**Work required:** Continue the comment thread about World of Warcraft game masters from where it stops, before turning to the records.

**Excerpt provided:**
◇ ◇ ◇ ◇ ◇ ◇ ◇

Hearing the SOP of having to recover accounts makes me understand the stress or frustration I made my first and only ever GM had to do. My dad had died in 2017 and I know he had a Blizzard account and a copy of WoW. In his belongings, I found a copy of WoD, and the code with it. A buddy of mine told me I can recover my dad’s account WITH the code, and a picture of the death certificate. I do not remember that GM’s name, I wish I did now since it was a year ago, I wish them the best though, for seriously bringing in a little bit of closure on my dad’s passing. Thank you Clyde for doing your best work possible for us WoW gamers
Thank you for the kind words PsychoCaster -- I'm glad that you have some gaming memories to look back on with your father. My dad only played Pilot Wings on the Super Nintendo, and after that he basically ignored any of my attempts to game with him. 😂 Sending you all the love in the world, and thank you for sharing your story. ❤️
i remember that one period in WoW when you couldn't go a single day without seeing the center of orgrimmar painted with corpses spelling out the url for a gold selling site, and every 5 minutes seeing an ad in tradechat from the same bot account looking back, there's no way blizzard was simply incapable of dealing with that; they just didn't care
Completely agree with you 2tooth, it's a shame that Blizzard doesn't take more steps to deal with this behavior or make it clear how much they're actually doing behind the scenes.
I remember my first big interaction with a GM very fondly. I organized an excursion to Hyjal, back in vanilla (right on the cusp of BC release, so 2.0, where the wall-hopping bug got introduced which allowed us to get up there) I got there with 2 of my mates, me being a warlock. Summoned another warlock. He got another one in. Got a mass summon party going. Ended up with one major guild of the realm being almost fully present (their raid lead failed to show up so they were just having fun), and a whole bunch of random people I didn't know. Roughly a hundred folk running in unreleased, normally inaccessible territory. Suddenly I got swept aside by a GM, told me "OK so I recognize that this is fun but I'm gonna have to port ya'll back home" and "_please_ (!) don't do this again". The GM did end up showing themselves (so no invis) to basically get the crowd under control. We did have a little fun, the GM changed their model to Lord Kazzak and threw some spell effects around for a fitting ending to our little "exploration". (And yes, I did end up doing something like that again - the old Ironforge "basement" with the crystals and stuff.) The whole ordeal did end up with me getting a bit of a rep on the realm as being an explorer, which was cool I guess.

◇ ◇ ◇ ◇ ◇ ◇ ◇

**Data extract:**
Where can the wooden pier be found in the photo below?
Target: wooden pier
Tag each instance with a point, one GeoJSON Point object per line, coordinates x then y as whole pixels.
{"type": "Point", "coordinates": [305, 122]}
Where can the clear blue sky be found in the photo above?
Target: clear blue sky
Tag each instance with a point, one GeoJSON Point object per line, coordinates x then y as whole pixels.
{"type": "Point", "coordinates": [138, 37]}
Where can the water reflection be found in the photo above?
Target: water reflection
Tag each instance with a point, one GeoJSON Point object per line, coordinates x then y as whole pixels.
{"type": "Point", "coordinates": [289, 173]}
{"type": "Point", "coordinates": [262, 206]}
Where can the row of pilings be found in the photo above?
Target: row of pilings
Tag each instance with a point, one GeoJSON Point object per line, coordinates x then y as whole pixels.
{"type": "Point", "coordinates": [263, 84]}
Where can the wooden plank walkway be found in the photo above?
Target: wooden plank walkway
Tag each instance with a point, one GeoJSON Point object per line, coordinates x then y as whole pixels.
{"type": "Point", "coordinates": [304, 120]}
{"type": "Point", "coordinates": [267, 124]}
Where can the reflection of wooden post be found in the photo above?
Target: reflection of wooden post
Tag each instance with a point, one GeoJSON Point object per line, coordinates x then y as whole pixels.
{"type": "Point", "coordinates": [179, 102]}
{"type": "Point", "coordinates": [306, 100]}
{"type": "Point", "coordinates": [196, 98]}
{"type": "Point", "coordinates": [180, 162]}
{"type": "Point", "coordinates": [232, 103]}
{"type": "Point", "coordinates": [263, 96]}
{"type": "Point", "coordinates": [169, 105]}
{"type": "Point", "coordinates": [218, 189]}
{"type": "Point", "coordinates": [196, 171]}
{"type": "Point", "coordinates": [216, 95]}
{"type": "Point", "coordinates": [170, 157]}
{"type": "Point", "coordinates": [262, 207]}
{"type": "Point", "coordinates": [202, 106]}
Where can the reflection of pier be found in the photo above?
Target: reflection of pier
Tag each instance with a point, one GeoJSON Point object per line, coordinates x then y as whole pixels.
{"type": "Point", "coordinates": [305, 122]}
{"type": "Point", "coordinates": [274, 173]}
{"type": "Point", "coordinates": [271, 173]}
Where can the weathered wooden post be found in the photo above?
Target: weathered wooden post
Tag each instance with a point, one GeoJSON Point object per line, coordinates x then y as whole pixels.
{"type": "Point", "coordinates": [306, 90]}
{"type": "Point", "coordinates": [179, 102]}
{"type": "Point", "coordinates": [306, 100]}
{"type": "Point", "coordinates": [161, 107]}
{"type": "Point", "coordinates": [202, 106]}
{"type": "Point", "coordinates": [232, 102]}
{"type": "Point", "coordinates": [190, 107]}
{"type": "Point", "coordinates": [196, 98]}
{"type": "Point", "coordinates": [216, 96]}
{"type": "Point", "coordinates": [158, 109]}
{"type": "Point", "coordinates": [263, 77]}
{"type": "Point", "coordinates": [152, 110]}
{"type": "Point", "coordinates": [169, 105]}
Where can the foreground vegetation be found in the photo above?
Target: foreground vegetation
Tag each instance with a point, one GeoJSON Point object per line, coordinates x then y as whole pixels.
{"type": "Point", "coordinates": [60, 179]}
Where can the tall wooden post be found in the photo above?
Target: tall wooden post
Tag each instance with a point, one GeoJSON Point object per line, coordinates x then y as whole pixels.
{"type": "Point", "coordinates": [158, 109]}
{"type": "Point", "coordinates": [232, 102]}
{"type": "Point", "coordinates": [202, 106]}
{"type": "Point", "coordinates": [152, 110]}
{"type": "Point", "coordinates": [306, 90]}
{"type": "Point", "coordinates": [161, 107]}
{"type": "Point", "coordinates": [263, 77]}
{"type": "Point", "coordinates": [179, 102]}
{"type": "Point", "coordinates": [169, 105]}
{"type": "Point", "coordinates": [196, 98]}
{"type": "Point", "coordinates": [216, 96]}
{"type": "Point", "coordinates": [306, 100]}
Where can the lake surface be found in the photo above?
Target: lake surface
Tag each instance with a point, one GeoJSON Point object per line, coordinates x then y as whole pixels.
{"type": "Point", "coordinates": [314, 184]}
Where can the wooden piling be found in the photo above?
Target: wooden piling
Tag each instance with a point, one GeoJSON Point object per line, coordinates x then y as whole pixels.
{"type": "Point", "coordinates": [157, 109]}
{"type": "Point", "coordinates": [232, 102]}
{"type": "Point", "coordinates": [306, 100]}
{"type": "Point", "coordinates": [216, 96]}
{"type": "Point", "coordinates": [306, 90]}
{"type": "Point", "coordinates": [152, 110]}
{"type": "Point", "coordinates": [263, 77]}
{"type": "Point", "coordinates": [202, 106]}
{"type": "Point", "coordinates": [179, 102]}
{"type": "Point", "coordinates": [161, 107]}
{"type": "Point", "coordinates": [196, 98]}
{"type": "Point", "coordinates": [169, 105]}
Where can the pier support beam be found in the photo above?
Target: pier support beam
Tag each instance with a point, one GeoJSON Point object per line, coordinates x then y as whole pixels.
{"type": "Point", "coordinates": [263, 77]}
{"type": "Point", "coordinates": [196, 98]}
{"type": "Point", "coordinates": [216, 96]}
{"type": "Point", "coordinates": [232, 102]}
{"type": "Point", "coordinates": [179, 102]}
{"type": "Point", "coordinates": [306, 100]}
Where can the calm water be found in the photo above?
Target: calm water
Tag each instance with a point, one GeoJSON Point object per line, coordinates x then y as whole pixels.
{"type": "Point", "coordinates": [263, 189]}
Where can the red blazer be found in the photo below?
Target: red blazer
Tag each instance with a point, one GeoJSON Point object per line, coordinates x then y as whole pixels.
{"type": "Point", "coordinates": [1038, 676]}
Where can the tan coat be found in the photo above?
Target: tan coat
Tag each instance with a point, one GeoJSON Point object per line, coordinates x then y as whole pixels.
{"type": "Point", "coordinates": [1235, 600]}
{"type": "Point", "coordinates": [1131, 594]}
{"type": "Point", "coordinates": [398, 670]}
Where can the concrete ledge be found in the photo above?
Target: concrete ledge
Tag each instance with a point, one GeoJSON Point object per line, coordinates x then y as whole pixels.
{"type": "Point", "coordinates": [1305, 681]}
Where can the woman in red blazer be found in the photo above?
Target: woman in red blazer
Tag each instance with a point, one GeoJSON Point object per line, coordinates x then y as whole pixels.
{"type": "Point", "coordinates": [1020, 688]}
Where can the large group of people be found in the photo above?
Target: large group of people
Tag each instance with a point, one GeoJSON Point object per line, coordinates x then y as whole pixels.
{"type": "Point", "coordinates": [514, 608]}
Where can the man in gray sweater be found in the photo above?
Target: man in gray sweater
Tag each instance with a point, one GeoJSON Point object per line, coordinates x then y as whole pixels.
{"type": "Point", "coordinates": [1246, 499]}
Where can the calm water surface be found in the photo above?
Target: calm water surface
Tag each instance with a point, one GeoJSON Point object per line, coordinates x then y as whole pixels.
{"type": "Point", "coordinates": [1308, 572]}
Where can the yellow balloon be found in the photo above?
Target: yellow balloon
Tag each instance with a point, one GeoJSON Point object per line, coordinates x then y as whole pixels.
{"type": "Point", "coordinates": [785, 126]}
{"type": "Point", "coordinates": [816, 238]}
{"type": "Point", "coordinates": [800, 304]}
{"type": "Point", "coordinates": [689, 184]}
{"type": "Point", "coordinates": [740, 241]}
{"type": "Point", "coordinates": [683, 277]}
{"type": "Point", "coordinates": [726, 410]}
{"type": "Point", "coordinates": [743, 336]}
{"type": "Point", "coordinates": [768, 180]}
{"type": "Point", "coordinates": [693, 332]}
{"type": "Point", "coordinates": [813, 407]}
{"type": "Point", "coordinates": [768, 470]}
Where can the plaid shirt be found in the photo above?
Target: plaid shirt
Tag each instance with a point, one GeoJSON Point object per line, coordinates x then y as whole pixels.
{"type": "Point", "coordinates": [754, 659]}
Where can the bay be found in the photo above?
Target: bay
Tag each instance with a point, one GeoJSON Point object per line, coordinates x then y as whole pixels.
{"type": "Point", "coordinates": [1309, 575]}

◇ ◇ ◇ ◇ ◇ ◇ ◇

**Output for this exercise:**
These are the kind of interactions that made the game so memorable back then. Part of it was nostalgia but a lot of it was real intrigue at exploring a new game. Nowadays people kind of know which questions to ask when an expansion is released, and since a lot of the content can be queued for if not soloable, most of the people you meet like tyler durden would say are "a one time use friend".
@@linsqopiring6816 Not to my knowledge, although Demon Hunters are able to do some unusual clipping with their double-jump to get out-of-bounds in certain dungeons. Thats about it though
I still remember the olden times back in like 2007 when I got stuck in a hammock as a cat druid in Tanaris. And the gm joked about fish getting caught in nets was a usual sight, but cats getting caught in nets was rather embarassing, but he said that in a fun way, not a rude way XD. And then he set me free, yay.
I was a game master from 2008 till 2012 in Austin and I can say this video is absolutely accurate. I was laid off with the blizzard 600 in 2012. Thanks for bringing back a lot of memories, both good and bad. 😊 The best thing I got from my time there were some life long friends and a cool employee jacket!
Howdy John, and thank you for the donation / and the kind words! I would *LOVE* to pick your brain about your role at Irvine, what life was like in your neck of the woods, and all things Game Masters! Feel free to reply here with your discord details (or send me an email at notyourassociate@gmail.com) and we'll chat soon. Thank you again for your kindness, can't wait to connect!
I have one memorable interaction with a GM. I hacked myself into the unfinished area under Karazan (back when you could do that, because I like to explore) and honestly...the crypts really freaked me out. Yes, I'm a fully grown woman, and I was unnerved by pixels on a screen. But I couldn't hack my way back out and my HS was on CD so...I opened a ticket, and explained myself, and apologized for breaking the rules and begged to be released lol. I think the GM might have thought I was a child or something [from how it affected me] because suddenly my character looked like she was being picked up by the scruff of her neck like a kitten, carried out and gently placed on the ground outside the raid. The GM said they weren't going to penalize me, hoping that I'd been "scared straight" and kindly asked me not to do that again. It was really rather sweet and nice and left a good impression of WoW GMs on me forever.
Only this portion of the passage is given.